::: INPUT DATA :::

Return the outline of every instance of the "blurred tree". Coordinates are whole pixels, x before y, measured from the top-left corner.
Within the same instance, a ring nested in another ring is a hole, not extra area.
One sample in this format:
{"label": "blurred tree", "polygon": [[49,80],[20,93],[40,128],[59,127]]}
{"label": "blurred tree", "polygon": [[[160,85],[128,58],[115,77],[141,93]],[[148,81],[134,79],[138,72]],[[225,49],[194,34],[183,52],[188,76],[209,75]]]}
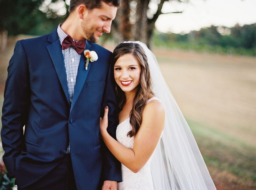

:::

INSTRUCTION: Turn every line of the records above into a Markdown table with two columns, Row and Line. Number each row, skip blank lines, and leave the pictures out.

TASK RESPONSE:
| Row | Line |
|---|---|
| 1 | Return the outline of every instance of the "blurred tree". Coordinates are whole pixels, x before y, measured from the top-left corner. |
| 2 | Within the same instance, a ring nested in another ring is a hole, not extra area. |
| 3 | One sample in this format: |
| 4 | {"label": "blurred tree", "polygon": [[49,80],[20,93],[40,128],[59,127]]} |
| 5 | {"label": "blurred tree", "polygon": [[[160,85],[128,58],[115,77],[141,93]],[[148,81],[134,79],[138,72]],[[225,49],[194,34],[183,52],[188,76],[209,75]]]} |